_Bagian Dokumen_.
________

Bintas merupakan salah satu yang pertama dari sekian banyak pedagang dan investor yang memprediksi tembaga akan memasuki pasar bullish selama beberapa tahun setelah pandemi virus corona, dan meningkatnya permintaan elektrifikasi akan melampaui pertumbuhan pasokan.

Di Mercuria, ia bekerja sama dengan seorang bullish yang produktif: mantan ahli strategi logam Goldman Sachs Group Inc, Nick Snowdon, yang sekitar setahun lalu memperkirakan harga rata-rata US$15.000 per ton pada 2025.

Namun, para bullish tembaga sudah kecewa dalam beberapa kesempatan, yang terakhir tahun lalu saat harga melonjak ke rekor tertinggi di atas US$11.000 per ton, hanya untuk kemudian goyah karena pembeli China mundur dari pasar.

Kini, dislokasi yang disebabkan oleh ancaman tarif tembaga Trump sudah mengubah dinamika pasar. Meski AS belum memberlakukan tarif yang luas pada impor tembaga, harga domestik melonjak hingga lebih dari US$1.500 per ton di atas harga di seluruh dunia. Sehingga, ada insentif besar bagi para pedagang untuk mengirimkan setiap ton cadangan ke AS.

"Dalam hal margin per ton, saya belum pernah melihat peluang perdagangan yang lebih baik," kata Bintas.

Tembaga AS dorong harga global lebih tinggi. (Bloomberg)

________

_Data_.
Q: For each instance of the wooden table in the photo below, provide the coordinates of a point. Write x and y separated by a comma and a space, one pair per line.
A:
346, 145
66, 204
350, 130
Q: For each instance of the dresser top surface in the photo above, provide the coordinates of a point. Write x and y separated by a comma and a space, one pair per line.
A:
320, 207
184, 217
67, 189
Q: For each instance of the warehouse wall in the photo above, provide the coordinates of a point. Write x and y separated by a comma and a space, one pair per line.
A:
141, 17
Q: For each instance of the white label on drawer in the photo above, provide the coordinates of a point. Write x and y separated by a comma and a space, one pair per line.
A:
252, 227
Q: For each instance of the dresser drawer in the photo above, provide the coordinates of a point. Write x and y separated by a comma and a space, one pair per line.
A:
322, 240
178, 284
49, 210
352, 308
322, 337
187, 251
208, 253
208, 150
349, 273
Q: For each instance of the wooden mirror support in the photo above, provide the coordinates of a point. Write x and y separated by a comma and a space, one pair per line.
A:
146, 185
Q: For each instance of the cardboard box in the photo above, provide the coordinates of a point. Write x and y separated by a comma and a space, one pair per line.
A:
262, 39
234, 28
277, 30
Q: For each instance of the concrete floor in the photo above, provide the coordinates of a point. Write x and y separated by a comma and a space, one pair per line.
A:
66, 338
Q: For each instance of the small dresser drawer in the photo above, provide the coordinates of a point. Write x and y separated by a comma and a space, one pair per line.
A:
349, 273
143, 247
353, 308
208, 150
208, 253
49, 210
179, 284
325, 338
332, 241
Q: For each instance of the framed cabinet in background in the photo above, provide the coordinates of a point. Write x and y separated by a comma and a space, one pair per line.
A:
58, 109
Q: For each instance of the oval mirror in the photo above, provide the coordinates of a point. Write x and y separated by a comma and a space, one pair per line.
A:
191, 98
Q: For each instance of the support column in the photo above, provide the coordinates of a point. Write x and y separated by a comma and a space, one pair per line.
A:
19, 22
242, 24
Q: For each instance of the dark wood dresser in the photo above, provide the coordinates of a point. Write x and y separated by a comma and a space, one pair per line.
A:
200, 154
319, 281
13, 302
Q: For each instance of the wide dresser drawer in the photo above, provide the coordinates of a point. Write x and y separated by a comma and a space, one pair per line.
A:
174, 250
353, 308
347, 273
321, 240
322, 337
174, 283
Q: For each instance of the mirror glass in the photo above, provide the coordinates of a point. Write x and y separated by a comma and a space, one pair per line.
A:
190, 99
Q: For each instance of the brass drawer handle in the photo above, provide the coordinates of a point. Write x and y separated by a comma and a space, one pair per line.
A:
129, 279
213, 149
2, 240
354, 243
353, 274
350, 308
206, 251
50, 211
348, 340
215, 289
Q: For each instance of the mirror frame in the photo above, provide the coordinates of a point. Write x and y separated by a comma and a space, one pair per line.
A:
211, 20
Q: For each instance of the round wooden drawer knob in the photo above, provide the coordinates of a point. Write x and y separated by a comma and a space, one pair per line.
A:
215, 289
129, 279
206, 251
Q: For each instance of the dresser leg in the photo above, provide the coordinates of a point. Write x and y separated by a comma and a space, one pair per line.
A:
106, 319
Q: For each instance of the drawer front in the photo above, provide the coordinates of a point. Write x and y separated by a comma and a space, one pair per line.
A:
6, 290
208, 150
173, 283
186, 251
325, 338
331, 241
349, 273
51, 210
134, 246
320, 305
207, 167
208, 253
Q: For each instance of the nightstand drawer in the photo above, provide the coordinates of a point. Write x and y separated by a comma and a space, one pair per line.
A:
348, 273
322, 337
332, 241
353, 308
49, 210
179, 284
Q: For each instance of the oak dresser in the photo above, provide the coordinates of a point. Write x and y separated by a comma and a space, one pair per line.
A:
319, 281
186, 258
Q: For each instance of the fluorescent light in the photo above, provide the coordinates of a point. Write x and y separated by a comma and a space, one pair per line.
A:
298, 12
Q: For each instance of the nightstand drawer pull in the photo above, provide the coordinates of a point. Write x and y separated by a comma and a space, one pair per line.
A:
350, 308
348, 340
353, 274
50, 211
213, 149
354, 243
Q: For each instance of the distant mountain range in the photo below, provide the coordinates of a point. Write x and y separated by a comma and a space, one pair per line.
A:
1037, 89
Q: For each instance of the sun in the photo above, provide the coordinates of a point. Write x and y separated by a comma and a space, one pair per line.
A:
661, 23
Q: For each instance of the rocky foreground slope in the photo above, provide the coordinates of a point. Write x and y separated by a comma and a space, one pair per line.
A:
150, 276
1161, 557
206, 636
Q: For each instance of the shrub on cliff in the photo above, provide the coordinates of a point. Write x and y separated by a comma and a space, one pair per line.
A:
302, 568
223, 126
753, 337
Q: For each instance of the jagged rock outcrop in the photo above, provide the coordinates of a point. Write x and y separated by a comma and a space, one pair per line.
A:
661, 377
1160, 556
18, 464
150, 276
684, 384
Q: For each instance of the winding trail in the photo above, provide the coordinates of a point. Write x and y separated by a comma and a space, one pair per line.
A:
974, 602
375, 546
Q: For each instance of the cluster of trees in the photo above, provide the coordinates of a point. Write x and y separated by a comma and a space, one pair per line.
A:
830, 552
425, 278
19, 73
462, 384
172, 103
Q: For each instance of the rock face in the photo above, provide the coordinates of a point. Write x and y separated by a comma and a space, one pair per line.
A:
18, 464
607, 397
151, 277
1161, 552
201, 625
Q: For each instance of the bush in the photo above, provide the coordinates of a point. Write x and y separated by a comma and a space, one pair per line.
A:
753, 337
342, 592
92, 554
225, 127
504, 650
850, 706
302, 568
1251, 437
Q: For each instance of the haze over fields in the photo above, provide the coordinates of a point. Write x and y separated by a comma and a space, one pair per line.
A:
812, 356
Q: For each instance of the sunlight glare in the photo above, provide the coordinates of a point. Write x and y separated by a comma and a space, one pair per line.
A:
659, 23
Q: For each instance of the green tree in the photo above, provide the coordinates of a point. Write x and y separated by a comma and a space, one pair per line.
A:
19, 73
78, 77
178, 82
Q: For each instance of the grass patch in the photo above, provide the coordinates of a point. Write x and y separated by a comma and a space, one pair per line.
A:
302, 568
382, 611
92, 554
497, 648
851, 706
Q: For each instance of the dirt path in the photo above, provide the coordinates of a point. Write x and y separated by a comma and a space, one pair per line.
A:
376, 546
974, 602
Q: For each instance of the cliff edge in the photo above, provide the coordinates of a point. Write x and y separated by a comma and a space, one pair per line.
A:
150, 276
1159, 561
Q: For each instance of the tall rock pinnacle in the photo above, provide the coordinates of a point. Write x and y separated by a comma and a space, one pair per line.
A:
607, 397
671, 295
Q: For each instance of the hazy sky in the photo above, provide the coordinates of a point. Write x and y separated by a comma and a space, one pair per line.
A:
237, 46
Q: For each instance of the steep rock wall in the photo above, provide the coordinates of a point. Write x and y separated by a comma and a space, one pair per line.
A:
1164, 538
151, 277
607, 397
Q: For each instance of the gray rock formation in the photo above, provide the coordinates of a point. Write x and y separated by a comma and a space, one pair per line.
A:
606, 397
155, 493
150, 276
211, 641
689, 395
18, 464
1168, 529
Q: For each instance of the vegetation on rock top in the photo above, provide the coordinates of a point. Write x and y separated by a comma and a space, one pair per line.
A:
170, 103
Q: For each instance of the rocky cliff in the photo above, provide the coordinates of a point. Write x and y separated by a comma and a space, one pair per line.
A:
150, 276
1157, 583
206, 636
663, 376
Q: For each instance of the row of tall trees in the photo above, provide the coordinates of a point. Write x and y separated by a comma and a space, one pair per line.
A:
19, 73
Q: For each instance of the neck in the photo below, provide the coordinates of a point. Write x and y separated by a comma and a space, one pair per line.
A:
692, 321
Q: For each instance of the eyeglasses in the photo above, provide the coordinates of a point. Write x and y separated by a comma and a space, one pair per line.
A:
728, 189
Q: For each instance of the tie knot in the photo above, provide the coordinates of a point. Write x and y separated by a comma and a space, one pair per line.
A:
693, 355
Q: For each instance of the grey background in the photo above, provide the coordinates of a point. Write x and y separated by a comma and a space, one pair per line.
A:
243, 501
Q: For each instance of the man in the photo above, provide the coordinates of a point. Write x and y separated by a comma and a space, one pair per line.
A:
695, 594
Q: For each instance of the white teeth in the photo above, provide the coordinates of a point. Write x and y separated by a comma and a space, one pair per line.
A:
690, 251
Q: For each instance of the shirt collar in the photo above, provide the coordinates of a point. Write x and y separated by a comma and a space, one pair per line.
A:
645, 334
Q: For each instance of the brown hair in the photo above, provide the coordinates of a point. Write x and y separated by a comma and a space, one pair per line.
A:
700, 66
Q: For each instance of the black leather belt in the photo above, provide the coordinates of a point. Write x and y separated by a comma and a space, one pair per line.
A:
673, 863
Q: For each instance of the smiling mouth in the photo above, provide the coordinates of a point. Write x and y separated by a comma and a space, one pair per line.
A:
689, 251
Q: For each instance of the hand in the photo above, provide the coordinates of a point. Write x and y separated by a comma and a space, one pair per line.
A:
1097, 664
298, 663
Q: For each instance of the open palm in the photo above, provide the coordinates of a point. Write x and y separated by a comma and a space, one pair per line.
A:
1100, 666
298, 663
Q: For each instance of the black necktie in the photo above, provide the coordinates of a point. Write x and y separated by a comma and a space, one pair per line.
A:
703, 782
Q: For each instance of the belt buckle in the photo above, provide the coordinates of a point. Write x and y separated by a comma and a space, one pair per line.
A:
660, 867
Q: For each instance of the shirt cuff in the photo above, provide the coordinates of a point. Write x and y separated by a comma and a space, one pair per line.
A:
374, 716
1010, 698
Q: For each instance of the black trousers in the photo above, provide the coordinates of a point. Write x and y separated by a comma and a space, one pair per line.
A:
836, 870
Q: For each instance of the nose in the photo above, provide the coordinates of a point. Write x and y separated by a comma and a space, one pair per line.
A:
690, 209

________

_Daftar Tugas_.
**a.** Menurut bagian dokumen, berapa harga rata-rata tembaga pada 2025 yang diperkirakan Nick Snowdon sekitar setahun lalu?
**b.** Sebutkan semua nilai dalam dolar AS (US$) yang tercantum dalam bagian dokumen.
**c.** Salinlah tanpa perubahan penggalan bagian dokumen mulai dari "Bintas merupakan salah" sampai "melampaui pertumbuhan pasokan.".

_Kunci Jawaban_.
**a.** US$15.000 per ton.

**b.** US$15.000 per ton, US$11.000 per ton, dan US$1.500 per ton.

**c.**
Bintas merupakan salah satu yang pertama dari sekian banyak pedagang dan investor yang memprediksi tembaga akan memasuki pasar bullish selama beberapa tahun setelah pandemi virus corona, dan meningkatnya permintaan elektrifikasi akan melampaui pertumbuhan pasokan.